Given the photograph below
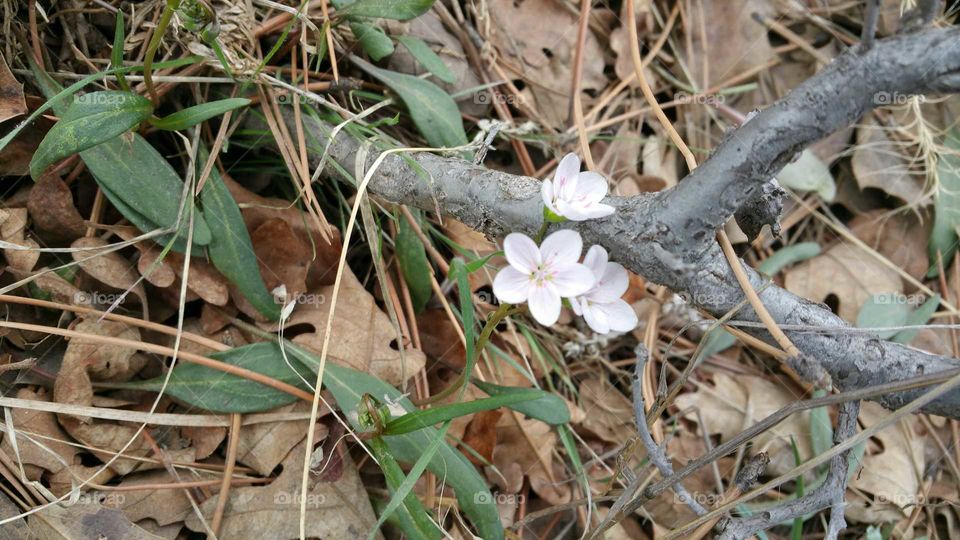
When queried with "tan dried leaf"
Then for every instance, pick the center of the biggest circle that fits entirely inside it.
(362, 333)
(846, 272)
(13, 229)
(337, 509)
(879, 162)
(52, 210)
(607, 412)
----------
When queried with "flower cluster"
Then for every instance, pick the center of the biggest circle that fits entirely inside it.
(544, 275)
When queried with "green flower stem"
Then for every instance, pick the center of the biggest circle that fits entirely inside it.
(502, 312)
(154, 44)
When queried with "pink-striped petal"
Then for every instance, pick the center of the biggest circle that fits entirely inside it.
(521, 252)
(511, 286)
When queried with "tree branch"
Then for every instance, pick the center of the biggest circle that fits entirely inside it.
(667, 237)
----------
Whenever a line of the data above holds the word "queried", it counts once; report the total number of such lines and nothing more.

• _Task output_
5